Work to do: Return each line of the records below that contains the string "rise". Case counts.

Exercise material:
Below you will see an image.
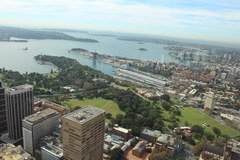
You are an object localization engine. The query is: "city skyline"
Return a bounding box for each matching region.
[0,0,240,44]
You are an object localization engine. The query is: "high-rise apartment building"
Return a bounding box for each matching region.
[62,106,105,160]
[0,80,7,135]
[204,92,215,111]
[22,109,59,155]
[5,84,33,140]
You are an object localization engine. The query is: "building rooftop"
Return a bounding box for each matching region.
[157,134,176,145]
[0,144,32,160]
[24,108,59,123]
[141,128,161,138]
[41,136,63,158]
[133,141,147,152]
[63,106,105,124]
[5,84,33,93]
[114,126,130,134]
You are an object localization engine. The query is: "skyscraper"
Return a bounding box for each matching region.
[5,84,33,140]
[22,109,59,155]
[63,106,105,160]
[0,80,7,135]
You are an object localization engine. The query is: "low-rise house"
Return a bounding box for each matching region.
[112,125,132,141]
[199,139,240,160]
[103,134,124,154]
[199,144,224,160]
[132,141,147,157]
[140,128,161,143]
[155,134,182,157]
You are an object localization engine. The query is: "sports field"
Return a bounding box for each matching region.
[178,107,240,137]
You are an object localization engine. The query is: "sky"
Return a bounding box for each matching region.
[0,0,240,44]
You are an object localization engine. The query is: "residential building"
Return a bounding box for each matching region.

==

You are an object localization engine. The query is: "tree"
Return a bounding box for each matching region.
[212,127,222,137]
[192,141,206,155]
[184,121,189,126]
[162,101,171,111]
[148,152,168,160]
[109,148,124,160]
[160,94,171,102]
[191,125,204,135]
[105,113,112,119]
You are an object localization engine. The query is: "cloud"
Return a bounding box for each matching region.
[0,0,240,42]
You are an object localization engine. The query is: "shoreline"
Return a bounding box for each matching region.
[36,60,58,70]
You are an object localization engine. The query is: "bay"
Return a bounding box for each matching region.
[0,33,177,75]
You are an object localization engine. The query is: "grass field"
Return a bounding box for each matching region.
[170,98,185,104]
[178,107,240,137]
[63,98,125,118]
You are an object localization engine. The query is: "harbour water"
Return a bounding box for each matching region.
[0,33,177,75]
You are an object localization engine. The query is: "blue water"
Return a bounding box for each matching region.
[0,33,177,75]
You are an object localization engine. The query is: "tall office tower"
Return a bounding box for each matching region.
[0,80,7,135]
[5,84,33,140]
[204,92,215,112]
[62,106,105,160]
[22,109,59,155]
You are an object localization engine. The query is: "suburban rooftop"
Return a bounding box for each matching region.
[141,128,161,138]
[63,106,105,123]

...

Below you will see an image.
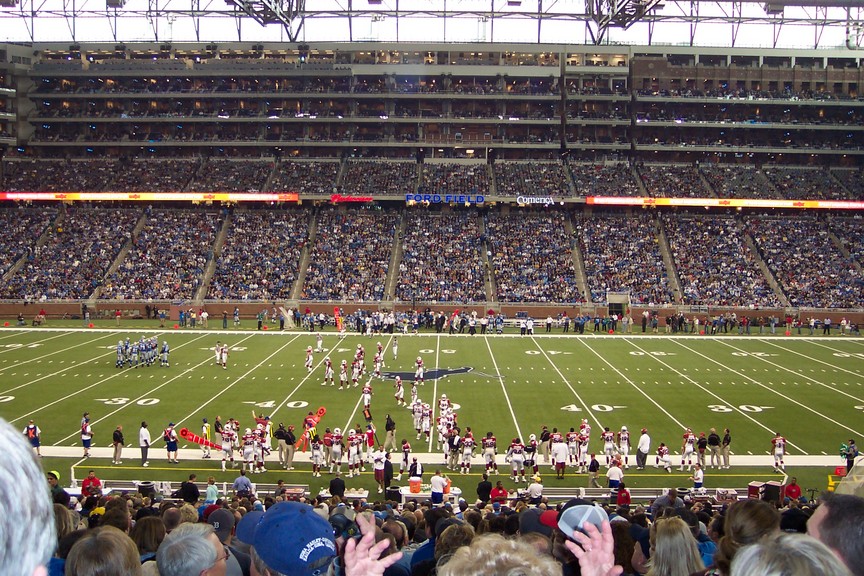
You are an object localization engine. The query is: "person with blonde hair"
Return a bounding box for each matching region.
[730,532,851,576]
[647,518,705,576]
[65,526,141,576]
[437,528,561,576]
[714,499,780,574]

Task output:
You are an object localization engine. The query is: "high-rise apartment building"
You are an object localization engine. The query is: "low-rise house"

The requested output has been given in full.